» **What is needed**: Carry the essay on the two kinds of men the writer admires forward from the point where it stops.

» **Selection**:
────────────────────
There are two kinds of men that I admire. One of them is a man who’s single and knows how to handle a rejection. The other is a man who’s involved and knows how to initiate a rejection.
TYPE I
I really have no clue why people would trash their ex, or simply the person who they went after but didn’t succeed. Because wouldn’t trashing them involve trashing yourself? I mean, after all, you were the one who went after that other person. So if that person really isn’t good enough for you, why would you fall for it anyway. How stupid does that make you, huh?
Over the years, I’ve heard certain things from the guys who I rejected said to others about me. Oh yea, people gossip about things like that, which is how I get to hear the things that I’m not supposed to. Some of which are understandable, but others were just plain stupid. There was this one comment that almost made me laugh. It was in Chinese, pretty much a pun intended joke commenting on I don’t eat so I’m skinny as a twig. I get that they were trying to make fun of me and trying to be offensive, but it’s not even achieving its original purpose. Because I’m not skinny and I do eat… if anything, Jim thinks I’m pretty chubby for an Asian girl.
────────────────────
» **Records shown**:
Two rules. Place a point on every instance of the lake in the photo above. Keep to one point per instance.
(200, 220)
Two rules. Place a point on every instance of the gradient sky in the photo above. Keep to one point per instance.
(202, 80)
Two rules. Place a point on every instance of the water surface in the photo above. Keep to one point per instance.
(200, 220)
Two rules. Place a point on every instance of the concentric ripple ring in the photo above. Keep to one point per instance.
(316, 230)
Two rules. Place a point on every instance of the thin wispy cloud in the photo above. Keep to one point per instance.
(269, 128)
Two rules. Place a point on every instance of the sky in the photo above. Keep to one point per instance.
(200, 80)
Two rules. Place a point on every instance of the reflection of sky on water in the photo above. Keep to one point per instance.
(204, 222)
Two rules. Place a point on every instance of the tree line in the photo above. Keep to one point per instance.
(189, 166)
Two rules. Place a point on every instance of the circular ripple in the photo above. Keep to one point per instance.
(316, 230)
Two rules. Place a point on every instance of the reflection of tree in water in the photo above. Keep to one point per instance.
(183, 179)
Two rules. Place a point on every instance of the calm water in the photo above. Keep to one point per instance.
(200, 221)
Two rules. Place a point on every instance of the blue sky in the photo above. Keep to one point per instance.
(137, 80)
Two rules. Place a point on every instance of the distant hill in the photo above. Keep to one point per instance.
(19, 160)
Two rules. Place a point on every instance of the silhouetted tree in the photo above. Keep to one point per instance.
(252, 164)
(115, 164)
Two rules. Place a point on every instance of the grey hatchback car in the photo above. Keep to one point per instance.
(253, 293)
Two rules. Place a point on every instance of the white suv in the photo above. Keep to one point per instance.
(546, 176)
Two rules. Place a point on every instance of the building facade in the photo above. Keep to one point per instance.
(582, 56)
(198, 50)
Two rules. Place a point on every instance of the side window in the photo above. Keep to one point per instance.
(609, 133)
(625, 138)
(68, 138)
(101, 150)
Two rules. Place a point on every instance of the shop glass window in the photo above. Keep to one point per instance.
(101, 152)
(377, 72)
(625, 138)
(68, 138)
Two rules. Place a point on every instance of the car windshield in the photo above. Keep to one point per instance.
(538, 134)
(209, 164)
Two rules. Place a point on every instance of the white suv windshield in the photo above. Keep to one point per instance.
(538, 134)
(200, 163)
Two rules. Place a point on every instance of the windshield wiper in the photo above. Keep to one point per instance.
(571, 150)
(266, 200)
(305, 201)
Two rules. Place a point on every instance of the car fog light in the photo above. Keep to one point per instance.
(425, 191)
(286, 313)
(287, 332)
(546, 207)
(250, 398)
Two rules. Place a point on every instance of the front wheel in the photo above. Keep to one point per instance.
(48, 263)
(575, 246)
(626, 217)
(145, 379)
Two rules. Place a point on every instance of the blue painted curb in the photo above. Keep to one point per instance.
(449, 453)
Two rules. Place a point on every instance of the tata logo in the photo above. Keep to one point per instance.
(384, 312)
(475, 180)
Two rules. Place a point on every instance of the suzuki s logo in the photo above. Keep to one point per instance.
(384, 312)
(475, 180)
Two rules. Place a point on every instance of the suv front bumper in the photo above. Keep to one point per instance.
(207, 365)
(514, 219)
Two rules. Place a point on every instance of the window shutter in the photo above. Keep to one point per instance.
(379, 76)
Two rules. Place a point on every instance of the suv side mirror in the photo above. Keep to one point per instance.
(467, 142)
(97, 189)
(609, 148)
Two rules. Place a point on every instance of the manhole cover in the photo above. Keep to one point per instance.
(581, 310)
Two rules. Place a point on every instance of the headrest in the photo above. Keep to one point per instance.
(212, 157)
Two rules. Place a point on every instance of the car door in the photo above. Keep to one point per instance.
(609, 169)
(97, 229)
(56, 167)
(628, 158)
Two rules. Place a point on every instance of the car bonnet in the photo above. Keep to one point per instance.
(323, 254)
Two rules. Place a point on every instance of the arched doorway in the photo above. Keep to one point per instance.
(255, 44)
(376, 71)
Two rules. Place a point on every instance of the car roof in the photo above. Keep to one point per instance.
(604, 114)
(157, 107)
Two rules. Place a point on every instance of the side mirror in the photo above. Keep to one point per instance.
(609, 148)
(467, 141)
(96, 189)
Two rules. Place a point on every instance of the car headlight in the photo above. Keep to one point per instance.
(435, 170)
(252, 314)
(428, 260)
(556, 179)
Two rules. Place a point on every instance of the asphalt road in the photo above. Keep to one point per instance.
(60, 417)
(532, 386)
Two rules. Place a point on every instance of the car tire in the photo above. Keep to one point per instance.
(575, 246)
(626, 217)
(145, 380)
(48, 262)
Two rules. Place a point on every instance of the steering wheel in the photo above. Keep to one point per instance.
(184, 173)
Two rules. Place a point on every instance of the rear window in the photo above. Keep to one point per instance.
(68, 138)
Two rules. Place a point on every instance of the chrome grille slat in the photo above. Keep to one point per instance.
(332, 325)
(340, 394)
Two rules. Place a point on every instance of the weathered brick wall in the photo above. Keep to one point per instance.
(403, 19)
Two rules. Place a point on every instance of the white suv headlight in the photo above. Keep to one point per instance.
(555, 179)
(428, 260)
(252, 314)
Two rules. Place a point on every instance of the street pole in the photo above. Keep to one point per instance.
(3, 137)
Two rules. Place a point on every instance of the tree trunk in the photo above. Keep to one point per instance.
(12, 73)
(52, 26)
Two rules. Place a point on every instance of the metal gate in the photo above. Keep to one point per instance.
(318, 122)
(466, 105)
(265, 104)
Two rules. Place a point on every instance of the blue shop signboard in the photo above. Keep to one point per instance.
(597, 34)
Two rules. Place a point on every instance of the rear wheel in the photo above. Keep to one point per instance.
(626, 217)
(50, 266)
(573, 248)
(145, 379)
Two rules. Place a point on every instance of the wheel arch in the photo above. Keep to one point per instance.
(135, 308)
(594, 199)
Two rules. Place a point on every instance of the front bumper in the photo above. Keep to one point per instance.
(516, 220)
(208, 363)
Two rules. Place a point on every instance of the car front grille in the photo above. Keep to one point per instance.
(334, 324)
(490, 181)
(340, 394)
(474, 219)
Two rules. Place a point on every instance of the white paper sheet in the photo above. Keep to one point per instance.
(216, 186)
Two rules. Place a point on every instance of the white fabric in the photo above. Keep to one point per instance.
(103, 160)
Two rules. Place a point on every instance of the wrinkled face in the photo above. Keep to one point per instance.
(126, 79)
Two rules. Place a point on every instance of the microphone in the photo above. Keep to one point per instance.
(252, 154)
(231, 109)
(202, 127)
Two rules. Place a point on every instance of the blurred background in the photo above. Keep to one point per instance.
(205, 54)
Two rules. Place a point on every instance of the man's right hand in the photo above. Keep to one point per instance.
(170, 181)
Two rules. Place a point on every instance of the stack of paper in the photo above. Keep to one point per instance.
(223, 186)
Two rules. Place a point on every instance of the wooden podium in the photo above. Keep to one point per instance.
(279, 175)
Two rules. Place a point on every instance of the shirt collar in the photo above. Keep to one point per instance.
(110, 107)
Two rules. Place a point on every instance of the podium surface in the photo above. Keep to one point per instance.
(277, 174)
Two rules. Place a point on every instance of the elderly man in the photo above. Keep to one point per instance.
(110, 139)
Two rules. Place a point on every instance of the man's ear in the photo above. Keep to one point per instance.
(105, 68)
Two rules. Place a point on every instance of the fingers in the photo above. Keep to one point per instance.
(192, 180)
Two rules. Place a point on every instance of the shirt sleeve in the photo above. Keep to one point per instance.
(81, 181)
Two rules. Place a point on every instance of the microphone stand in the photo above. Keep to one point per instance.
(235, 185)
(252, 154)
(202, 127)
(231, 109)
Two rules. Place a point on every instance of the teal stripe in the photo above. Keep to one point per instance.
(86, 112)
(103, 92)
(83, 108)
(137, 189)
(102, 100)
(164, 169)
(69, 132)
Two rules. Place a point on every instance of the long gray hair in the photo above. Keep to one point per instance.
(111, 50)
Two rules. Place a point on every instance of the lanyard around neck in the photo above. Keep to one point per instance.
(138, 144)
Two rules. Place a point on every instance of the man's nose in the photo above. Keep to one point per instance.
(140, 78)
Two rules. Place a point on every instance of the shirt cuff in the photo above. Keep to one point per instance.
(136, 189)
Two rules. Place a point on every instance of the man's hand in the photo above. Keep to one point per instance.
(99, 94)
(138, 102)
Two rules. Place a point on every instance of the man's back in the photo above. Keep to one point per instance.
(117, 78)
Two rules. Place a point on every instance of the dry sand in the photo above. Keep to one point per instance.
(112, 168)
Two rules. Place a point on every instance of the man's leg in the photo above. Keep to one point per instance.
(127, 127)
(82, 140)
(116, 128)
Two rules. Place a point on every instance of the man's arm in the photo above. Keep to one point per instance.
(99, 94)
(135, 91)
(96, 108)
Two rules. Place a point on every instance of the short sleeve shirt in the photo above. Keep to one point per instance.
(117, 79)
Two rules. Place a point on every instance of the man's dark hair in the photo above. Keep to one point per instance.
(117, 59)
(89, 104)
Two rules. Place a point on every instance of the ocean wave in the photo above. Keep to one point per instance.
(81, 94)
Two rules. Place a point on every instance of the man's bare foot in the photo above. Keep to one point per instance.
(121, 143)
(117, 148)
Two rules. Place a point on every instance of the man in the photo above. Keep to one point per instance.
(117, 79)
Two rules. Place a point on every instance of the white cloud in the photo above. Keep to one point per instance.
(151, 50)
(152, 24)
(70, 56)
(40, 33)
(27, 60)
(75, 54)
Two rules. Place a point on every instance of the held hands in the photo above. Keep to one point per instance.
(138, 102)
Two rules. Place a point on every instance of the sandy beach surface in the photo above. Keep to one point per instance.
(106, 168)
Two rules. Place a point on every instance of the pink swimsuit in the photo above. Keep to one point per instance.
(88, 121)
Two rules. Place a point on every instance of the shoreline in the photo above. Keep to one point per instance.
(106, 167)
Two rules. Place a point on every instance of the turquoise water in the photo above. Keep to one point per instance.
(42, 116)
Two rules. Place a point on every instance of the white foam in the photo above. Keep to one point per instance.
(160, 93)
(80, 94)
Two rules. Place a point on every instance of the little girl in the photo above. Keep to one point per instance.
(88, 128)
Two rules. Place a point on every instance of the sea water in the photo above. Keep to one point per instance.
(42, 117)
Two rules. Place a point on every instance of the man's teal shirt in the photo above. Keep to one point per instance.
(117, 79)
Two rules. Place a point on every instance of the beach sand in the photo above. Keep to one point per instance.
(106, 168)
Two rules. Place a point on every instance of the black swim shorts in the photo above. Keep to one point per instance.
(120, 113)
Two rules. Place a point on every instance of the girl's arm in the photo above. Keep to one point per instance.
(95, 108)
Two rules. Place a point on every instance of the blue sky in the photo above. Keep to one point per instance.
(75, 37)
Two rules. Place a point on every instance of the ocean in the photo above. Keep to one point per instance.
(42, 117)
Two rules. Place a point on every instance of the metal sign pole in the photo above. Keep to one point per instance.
────────────────────
» **Written answer**:
I don’t like meeting strangers knowing that they might know some guy who I rejected before. Because I’m paranoid that these strangers might have heard something about me that I’m not aware of. But that’s my problem to deal with. I realize that if they get to know me better then they’d know the real me, and if they don’t then they’re just strangers and I shouldn’t care how a stranger thinks about me. But it still bugs me. I’d be lying if I said I never care how strangers think of me. And I think everyone cares to a certain degree. But I just feel there’s no need trash talk the person who you once felt attracted to. I’m going to quote Russel Peters, but in a totally different context intended, “Be a man! Do the right thing!” say it with a Chinese accent. 😛
TYPE II
The other kind is rather what I think all boyfriends should do. It’s probably harder for long distance relationships and the ones with lots of temptations. And I’m probably too naive to say this, but I do feel when two people are involved in a relationship, they should be faithful to each other. I think it is natural to feel being physically attracted to others, but underneath it all, it shouldn’t be worth it to risk your current relationship.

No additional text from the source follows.